Prompt: Count the lines below that contain the word "microphone", and reply with only that number.

Input:

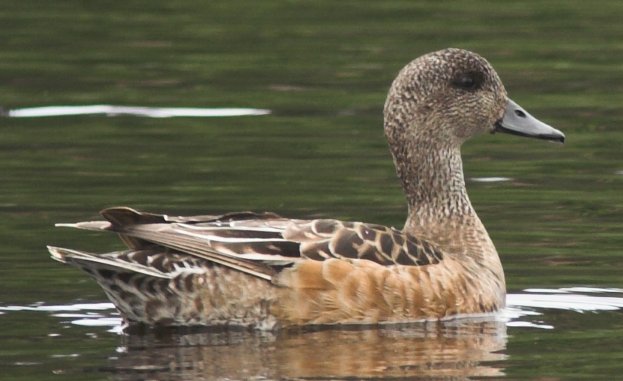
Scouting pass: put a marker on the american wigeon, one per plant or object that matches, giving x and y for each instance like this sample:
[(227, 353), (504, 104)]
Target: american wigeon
[(266, 271)]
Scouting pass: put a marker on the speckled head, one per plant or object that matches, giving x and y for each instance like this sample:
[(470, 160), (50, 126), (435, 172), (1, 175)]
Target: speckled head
[(446, 96)]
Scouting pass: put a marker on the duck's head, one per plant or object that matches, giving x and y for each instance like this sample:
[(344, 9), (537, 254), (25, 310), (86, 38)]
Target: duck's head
[(452, 94)]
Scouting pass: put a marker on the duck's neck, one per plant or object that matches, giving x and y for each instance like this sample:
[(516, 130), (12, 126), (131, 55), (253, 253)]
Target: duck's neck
[(431, 173)]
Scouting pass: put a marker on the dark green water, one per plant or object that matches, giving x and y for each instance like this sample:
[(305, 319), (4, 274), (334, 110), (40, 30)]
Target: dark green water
[(323, 69)]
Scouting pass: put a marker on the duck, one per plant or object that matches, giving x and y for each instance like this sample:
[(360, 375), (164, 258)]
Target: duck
[(265, 271)]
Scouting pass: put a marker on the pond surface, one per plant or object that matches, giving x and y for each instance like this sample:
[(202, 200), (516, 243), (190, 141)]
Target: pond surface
[(322, 69)]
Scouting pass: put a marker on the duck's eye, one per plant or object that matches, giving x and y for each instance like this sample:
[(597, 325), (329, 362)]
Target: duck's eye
[(468, 81)]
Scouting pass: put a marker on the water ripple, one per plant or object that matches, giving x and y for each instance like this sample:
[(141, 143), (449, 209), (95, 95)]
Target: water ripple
[(522, 309), (151, 112)]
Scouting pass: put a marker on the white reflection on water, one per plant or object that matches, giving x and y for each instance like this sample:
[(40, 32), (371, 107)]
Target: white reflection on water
[(151, 112), (530, 303), (490, 179)]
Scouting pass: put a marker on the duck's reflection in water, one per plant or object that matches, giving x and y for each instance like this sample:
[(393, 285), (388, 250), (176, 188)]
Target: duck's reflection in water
[(456, 349)]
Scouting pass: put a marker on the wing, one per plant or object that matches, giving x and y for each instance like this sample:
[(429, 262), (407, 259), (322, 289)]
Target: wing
[(262, 244)]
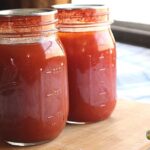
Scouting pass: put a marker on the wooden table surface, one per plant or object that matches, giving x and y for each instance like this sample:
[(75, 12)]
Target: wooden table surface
[(124, 130)]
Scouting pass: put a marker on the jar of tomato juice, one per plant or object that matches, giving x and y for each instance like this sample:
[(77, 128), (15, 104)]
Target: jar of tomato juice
[(90, 46), (33, 77)]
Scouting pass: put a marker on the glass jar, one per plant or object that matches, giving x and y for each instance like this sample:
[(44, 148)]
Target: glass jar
[(90, 47), (33, 77)]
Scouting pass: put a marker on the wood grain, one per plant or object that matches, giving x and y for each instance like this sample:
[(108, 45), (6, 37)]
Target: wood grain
[(124, 130)]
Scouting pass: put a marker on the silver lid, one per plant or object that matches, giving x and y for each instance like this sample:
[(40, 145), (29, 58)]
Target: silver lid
[(27, 12)]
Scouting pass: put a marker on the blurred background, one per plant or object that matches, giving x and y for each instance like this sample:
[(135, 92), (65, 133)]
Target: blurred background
[(131, 28)]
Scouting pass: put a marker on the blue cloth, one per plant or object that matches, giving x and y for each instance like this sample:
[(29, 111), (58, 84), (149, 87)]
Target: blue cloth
[(133, 72)]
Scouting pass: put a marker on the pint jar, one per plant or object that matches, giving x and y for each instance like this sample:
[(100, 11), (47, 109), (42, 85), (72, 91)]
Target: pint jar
[(90, 47), (33, 77)]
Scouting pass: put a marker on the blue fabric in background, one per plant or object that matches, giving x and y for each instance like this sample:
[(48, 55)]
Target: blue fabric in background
[(133, 72)]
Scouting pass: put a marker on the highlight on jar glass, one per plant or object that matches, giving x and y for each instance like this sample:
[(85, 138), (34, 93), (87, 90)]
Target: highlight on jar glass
[(90, 47), (33, 77)]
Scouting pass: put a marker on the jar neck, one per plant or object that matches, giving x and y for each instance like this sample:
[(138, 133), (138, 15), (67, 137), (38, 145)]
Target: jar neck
[(84, 27), (28, 40), (27, 25)]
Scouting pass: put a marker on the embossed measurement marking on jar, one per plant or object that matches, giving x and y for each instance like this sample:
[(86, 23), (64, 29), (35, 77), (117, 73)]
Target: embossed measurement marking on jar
[(56, 70), (55, 119), (54, 92)]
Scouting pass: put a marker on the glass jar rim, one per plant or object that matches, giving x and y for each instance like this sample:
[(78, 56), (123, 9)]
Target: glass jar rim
[(79, 6), (27, 12), (82, 14)]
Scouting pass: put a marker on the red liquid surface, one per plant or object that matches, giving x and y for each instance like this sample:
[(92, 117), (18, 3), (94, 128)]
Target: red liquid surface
[(92, 74), (33, 92)]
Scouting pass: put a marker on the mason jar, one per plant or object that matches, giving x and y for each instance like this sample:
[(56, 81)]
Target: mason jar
[(33, 77), (86, 35)]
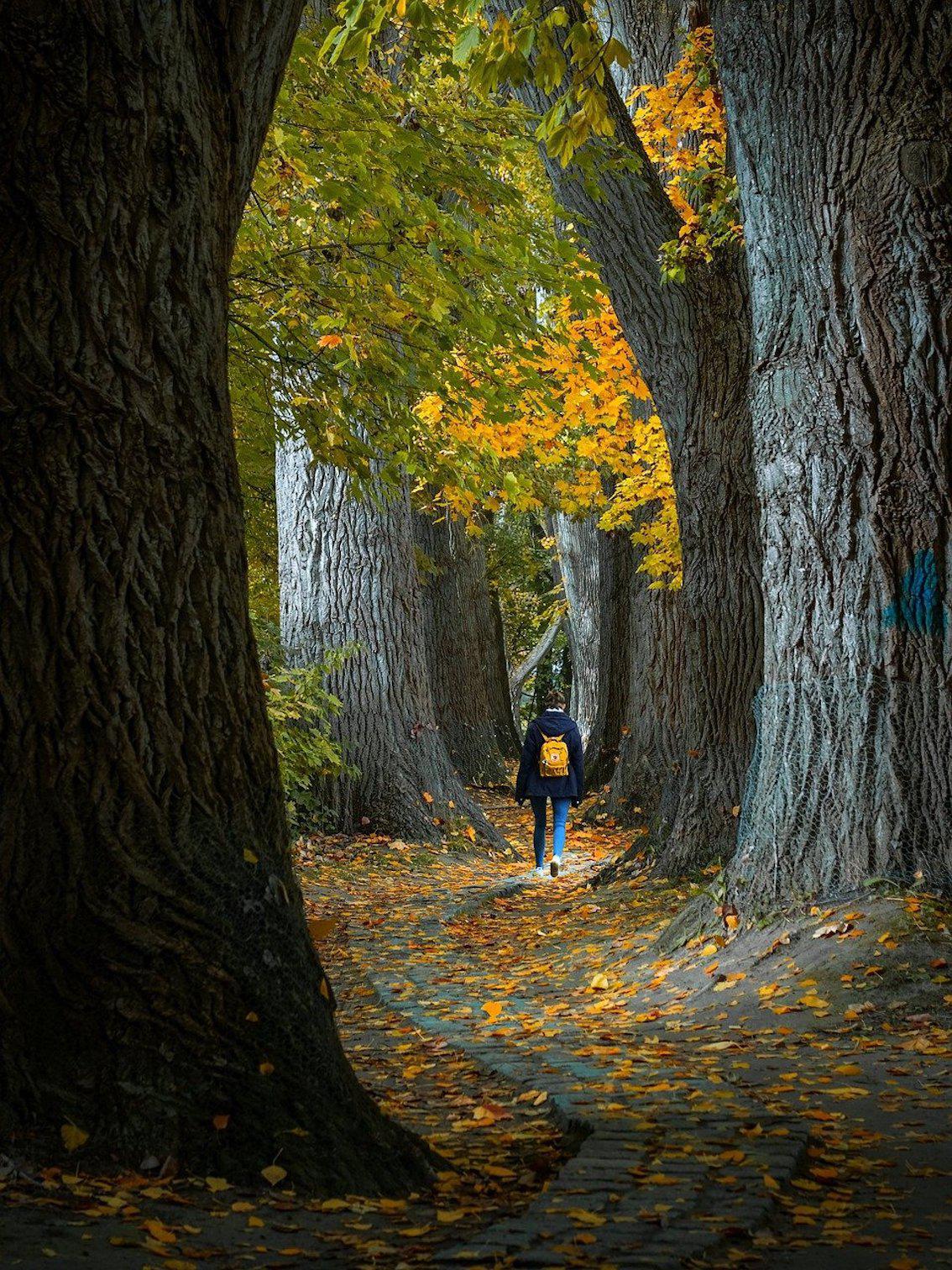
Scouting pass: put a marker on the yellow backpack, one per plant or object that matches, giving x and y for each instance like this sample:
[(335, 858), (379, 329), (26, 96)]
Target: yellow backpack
[(553, 757)]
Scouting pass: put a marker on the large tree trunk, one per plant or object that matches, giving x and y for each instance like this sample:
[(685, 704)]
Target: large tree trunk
[(153, 942), (595, 575), (536, 658), (693, 347), (583, 570), (645, 786), (840, 116), (348, 575), (463, 652), (500, 700)]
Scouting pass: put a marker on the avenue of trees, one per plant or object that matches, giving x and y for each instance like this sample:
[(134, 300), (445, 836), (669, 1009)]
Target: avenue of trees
[(649, 398)]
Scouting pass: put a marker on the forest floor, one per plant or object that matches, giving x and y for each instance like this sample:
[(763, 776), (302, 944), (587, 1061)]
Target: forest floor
[(771, 1096)]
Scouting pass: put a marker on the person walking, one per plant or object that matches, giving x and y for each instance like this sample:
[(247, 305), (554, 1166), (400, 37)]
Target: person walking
[(551, 768)]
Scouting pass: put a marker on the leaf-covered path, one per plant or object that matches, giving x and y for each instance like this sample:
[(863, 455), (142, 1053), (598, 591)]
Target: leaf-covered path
[(759, 1096)]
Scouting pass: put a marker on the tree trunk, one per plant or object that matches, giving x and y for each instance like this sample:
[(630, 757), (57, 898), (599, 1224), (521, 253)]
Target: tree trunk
[(583, 560), (645, 786), (461, 652), (348, 575), (498, 674), (537, 657), (840, 116), (693, 347), (153, 942), (595, 575)]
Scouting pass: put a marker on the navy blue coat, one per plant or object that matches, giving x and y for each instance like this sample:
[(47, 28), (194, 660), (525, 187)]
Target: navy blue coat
[(530, 784)]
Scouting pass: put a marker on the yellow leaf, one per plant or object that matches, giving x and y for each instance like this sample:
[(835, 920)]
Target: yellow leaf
[(320, 927), (72, 1138), (159, 1231), (585, 1217)]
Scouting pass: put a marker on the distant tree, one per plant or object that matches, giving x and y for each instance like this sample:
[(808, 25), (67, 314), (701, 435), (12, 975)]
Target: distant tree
[(155, 965)]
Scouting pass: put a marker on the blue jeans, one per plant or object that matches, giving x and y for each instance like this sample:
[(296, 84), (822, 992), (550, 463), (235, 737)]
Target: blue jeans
[(560, 814)]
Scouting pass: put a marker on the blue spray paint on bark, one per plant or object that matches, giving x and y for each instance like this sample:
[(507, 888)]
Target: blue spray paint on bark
[(918, 609)]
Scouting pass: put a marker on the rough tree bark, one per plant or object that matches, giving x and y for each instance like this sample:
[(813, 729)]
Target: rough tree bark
[(645, 786), (840, 113), (153, 940), (465, 653), (348, 575), (693, 349), (595, 578)]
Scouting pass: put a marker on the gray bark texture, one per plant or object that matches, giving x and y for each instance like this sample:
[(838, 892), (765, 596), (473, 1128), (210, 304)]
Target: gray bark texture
[(693, 347), (153, 939), (465, 652), (840, 116), (595, 570), (645, 786), (348, 575)]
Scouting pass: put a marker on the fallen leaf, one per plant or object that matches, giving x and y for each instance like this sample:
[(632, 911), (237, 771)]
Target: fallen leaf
[(72, 1138)]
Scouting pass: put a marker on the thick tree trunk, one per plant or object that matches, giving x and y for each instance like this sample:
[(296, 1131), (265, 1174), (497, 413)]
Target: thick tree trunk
[(348, 575), (583, 560), (463, 650), (537, 657), (693, 347), (153, 944), (595, 569), (840, 116), (645, 786), (498, 676)]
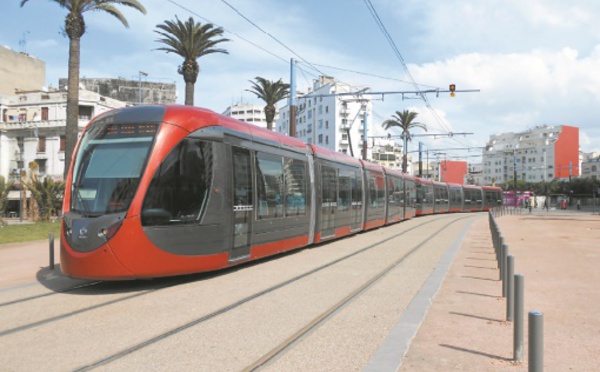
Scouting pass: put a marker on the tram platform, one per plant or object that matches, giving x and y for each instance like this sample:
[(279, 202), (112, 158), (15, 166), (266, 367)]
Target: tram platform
[(558, 254), (465, 328)]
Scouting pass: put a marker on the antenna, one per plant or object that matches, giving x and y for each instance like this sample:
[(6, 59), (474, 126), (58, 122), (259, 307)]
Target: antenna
[(23, 43)]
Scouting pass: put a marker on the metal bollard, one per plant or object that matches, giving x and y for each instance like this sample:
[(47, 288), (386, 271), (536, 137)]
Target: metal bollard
[(510, 295), (536, 341), (51, 244), (518, 323), (504, 270)]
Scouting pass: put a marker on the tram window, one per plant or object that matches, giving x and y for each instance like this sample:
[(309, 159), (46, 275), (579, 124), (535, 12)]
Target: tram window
[(356, 191), (269, 184), (179, 189), (346, 179), (295, 187), (329, 188)]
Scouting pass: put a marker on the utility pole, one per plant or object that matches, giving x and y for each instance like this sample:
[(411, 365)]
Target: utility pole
[(421, 159), (292, 100), (140, 74), (364, 135)]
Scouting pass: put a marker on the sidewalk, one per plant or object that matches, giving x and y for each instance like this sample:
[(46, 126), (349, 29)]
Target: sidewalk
[(558, 252)]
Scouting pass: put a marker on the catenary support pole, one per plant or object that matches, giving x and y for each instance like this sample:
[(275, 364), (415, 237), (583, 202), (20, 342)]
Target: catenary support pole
[(51, 249)]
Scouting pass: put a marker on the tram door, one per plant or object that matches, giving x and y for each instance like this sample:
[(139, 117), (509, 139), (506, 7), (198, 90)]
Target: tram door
[(243, 199), (356, 201), (328, 200)]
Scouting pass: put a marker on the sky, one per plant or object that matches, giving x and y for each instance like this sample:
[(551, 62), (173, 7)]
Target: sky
[(534, 62)]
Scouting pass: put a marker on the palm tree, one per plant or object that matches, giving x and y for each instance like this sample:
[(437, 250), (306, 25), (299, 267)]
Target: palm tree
[(271, 92), (191, 40), (47, 195), (404, 121), (4, 189), (75, 28)]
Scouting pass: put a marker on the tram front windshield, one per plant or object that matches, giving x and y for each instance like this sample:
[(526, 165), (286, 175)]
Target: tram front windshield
[(108, 167)]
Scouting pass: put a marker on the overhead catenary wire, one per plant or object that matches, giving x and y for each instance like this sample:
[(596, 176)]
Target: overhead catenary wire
[(314, 67), (396, 51), (229, 31), (271, 36)]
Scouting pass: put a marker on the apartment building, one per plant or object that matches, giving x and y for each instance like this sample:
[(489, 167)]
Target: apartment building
[(540, 154), (33, 127), (249, 113), (333, 121)]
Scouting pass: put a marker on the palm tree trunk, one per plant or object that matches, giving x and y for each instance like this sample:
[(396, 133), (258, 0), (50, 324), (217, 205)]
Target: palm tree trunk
[(189, 94), (72, 127)]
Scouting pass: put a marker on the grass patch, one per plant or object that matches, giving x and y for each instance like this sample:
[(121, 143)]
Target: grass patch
[(29, 232)]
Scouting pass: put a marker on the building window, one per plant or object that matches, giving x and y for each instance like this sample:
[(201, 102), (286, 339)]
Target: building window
[(41, 144), (41, 166)]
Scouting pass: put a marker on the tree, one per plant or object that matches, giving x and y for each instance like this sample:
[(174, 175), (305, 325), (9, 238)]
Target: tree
[(4, 189), (191, 40), (405, 121), (75, 28), (47, 195), (271, 92)]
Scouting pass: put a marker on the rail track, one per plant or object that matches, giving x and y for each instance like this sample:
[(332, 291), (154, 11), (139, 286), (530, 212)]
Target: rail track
[(90, 302)]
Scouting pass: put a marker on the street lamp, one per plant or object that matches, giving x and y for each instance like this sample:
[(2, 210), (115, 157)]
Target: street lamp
[(140, 74), (437, 154), (19, 160)]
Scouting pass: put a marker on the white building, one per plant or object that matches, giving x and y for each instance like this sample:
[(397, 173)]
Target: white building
[(590, 167), (33, 126), (540, 154), (475, 174), (249, 113), (389, 154), (334, 122)]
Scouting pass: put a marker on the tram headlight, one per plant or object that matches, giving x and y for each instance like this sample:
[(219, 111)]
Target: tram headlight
[(110, 231)]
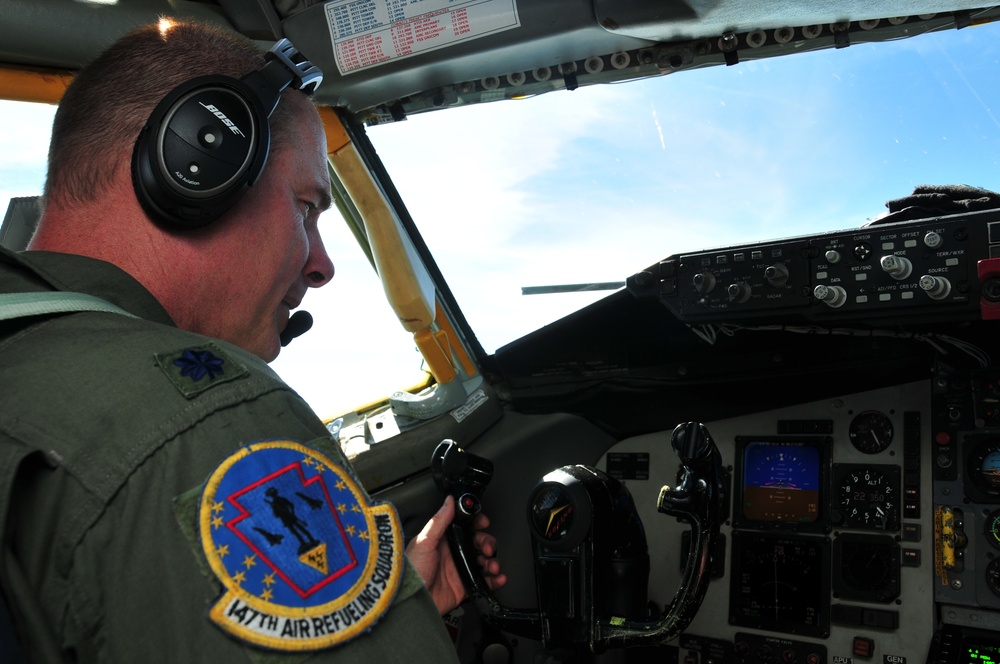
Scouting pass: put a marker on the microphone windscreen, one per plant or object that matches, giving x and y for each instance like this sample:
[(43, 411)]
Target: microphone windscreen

Your response: 2